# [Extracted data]
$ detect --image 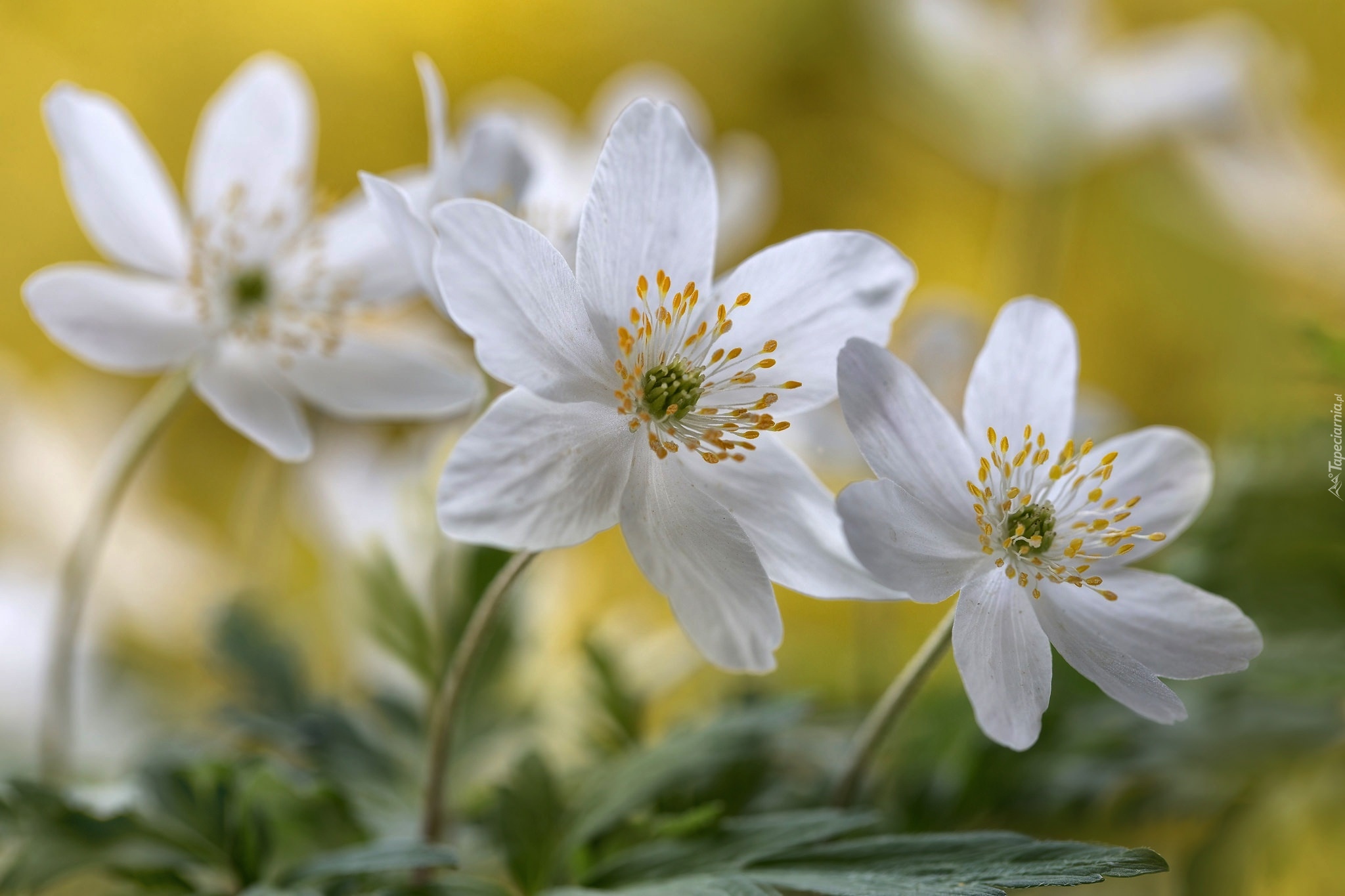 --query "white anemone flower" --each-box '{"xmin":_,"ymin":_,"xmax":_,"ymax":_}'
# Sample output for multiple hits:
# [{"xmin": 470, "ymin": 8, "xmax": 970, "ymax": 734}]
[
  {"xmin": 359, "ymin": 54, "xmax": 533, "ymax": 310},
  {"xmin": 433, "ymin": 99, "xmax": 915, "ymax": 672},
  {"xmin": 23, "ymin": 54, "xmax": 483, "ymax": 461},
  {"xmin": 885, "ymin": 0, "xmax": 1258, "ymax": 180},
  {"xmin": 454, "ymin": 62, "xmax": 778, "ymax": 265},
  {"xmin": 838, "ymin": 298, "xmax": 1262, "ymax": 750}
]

---

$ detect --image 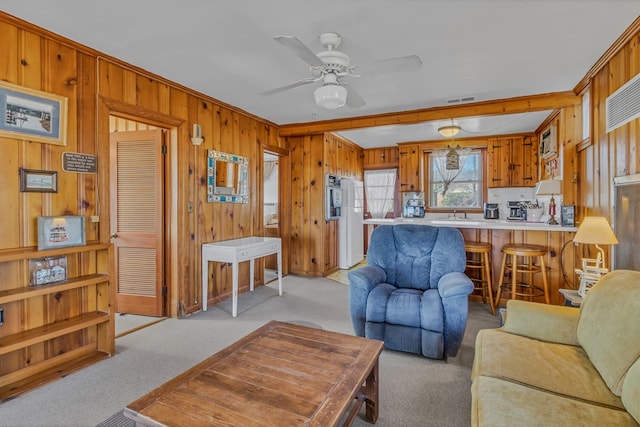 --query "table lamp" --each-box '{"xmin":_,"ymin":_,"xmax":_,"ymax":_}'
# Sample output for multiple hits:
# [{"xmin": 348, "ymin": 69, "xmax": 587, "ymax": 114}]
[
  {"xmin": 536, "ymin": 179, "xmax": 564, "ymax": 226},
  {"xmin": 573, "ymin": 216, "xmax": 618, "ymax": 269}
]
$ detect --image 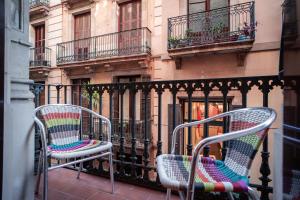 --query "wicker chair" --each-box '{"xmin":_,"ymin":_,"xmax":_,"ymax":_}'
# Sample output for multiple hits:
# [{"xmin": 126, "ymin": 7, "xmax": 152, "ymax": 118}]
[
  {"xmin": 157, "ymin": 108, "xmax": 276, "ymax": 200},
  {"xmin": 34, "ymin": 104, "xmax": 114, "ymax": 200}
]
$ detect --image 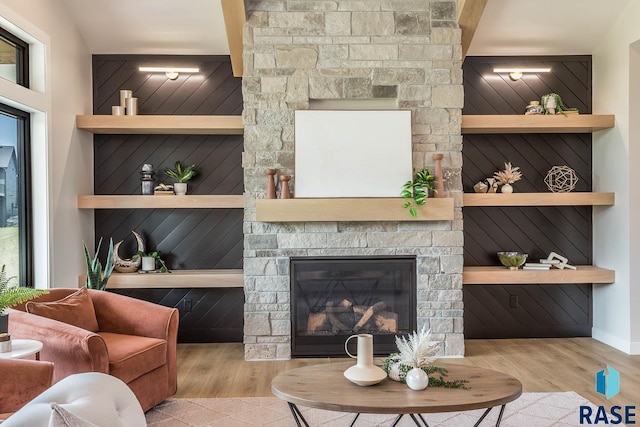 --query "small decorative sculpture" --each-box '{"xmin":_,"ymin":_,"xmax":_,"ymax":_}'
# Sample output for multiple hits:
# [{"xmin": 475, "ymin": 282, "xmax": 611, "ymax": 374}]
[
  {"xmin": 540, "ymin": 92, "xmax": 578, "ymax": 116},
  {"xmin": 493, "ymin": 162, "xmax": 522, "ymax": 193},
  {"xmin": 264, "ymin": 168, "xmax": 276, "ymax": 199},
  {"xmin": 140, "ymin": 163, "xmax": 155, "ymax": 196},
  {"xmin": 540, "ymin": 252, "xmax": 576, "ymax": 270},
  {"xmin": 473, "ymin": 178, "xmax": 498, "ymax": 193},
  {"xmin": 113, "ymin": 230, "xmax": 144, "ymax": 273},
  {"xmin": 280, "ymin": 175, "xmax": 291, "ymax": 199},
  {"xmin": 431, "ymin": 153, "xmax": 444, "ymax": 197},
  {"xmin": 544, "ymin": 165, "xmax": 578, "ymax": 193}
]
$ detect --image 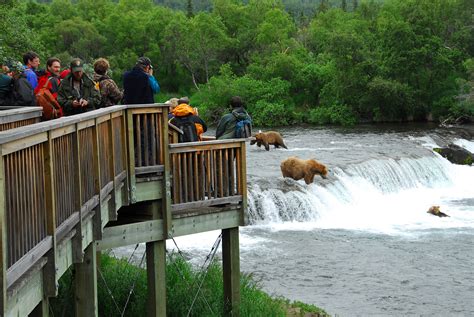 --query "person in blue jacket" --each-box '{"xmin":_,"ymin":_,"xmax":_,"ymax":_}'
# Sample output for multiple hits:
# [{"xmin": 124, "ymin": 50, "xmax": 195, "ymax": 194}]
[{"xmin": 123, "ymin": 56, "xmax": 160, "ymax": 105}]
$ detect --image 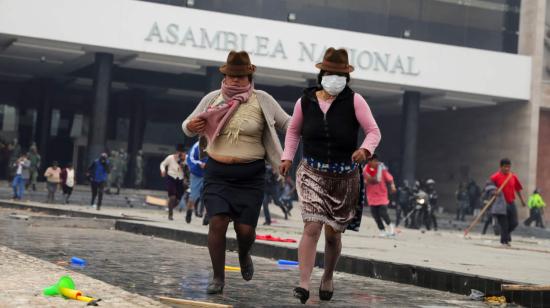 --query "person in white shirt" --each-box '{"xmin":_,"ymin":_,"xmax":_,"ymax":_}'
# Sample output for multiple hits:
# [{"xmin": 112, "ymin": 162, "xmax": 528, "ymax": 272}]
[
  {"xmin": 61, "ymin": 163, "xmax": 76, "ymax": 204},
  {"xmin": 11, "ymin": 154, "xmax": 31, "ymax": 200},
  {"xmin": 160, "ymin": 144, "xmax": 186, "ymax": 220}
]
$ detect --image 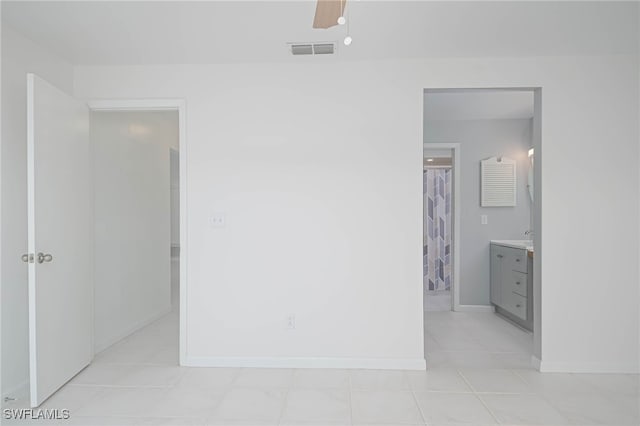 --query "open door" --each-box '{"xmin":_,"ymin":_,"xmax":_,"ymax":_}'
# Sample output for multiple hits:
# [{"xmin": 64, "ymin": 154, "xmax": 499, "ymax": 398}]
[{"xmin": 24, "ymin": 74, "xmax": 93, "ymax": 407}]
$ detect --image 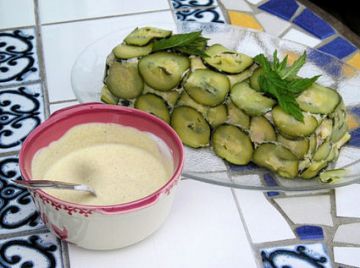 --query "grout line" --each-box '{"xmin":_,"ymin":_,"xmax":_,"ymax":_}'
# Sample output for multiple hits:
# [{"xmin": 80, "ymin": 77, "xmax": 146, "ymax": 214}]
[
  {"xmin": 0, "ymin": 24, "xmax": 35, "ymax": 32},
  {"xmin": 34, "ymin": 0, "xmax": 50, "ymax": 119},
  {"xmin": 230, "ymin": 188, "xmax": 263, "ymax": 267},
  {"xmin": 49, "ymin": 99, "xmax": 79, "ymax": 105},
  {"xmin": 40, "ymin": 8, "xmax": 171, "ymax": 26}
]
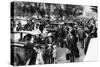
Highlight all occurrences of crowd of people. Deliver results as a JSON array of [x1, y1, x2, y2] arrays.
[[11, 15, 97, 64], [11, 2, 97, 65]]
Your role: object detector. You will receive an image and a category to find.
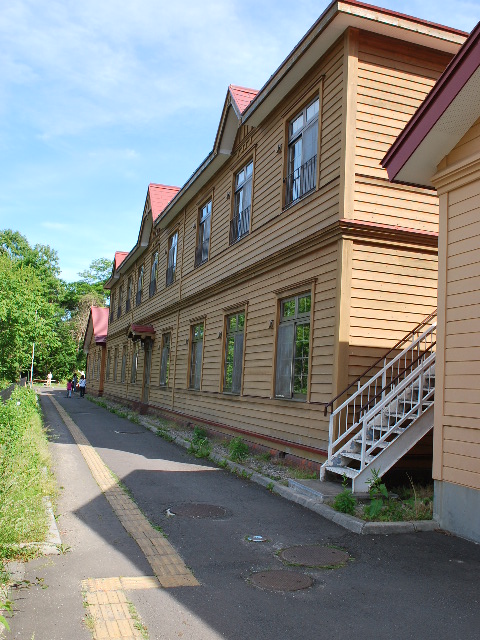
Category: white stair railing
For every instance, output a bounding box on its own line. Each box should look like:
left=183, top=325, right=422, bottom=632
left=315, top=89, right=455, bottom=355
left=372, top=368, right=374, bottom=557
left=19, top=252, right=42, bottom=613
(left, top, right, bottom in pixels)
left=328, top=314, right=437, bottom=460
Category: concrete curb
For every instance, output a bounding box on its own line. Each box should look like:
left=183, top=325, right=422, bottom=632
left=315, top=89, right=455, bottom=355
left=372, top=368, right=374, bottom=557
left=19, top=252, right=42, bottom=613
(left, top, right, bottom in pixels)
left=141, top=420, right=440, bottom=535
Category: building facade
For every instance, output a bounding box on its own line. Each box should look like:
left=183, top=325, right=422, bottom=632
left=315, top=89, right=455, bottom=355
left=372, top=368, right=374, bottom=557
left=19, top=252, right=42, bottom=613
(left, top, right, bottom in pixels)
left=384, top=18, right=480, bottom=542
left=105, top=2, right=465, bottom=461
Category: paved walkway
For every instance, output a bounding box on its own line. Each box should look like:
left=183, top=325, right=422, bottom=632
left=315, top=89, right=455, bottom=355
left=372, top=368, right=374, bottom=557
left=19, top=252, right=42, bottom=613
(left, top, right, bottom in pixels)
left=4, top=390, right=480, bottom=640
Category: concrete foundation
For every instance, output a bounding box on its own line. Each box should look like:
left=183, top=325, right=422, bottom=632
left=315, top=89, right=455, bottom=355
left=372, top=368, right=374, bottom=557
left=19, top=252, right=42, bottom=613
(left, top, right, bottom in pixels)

---

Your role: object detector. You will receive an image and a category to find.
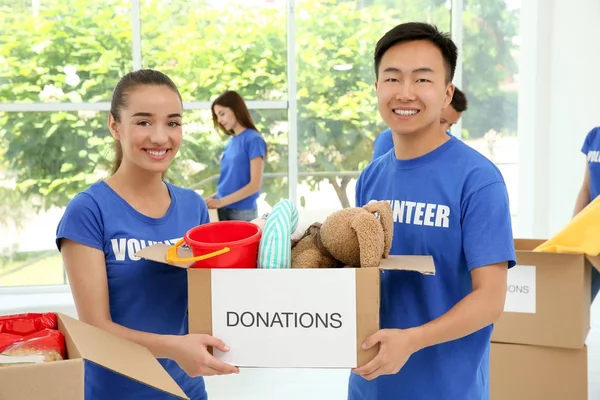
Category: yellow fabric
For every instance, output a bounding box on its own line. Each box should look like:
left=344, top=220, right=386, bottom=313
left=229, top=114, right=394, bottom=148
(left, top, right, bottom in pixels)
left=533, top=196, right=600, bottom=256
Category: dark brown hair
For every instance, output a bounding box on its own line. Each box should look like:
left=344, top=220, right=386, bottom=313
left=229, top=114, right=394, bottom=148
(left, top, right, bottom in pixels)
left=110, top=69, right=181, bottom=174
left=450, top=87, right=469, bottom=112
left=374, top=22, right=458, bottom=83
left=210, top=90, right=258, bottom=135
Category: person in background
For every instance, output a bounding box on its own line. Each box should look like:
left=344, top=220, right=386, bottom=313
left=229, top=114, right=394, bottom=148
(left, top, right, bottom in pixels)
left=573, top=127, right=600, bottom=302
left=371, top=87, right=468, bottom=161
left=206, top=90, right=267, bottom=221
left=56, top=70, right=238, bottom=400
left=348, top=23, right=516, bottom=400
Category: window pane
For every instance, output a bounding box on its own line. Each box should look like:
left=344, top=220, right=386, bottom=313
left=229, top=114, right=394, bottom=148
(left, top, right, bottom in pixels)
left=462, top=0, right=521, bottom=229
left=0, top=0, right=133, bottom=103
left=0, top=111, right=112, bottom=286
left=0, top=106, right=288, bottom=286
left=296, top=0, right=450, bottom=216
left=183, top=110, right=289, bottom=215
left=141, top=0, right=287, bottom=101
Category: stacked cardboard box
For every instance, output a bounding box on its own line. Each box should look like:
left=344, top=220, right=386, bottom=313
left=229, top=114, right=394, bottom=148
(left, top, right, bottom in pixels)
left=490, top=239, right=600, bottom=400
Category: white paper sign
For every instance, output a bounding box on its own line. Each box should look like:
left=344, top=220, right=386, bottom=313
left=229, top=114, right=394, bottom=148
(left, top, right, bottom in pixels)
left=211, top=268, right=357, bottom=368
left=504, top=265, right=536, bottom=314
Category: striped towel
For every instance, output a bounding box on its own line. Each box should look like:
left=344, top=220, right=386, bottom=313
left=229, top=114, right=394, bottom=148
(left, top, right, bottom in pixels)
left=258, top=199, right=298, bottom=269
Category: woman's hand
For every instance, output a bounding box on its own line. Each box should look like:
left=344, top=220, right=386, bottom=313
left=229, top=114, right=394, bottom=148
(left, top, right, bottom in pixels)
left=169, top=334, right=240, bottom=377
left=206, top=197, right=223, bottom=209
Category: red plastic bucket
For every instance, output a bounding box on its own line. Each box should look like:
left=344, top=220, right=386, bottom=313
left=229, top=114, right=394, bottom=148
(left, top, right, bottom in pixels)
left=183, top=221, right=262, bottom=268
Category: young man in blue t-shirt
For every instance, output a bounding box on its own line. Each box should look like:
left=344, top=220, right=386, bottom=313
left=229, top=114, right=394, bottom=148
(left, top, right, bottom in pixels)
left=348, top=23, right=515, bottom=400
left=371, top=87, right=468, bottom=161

# [OBJECTIVE]
Could you put the lines of the data above into a numbered list, starting at the line containing "Category: concrete curb" and ending at the line containing "left=105, top=2, right=465, bottom=461", with both of those lines included and any blank lines left out?

# [RESULT]
1. Category: concrete curb
2. For every instance, output a bounding box on its own line. Each box should look like:
3. left=183, top=325, right=422, bottom=632
4. left=315, top=89, right=455, bottom=355
5. left=372, top=368, right=374, bottom=557
6. left=19, top=252, right=42, bottom=613
7. (left, top, right, bottom in pixels)
8. left=141, top=420, right=440, bottom=535
9. Category: building facade
10. For every instance, output a bounding box on its own line. Each box should look like:
11. left=183, top=325, right=422, bottom=632
12. left=315, top=89, right=455, bottom=355
13. left=372, top=368, right=374, bottom=557
14. left=19, top=252, right=42, bottom=613
15. (left, top, right, bottom in pixels)
16. left=384, top=18, right=480, bottom=542
17. left=105, top=2, right=465, bottom=461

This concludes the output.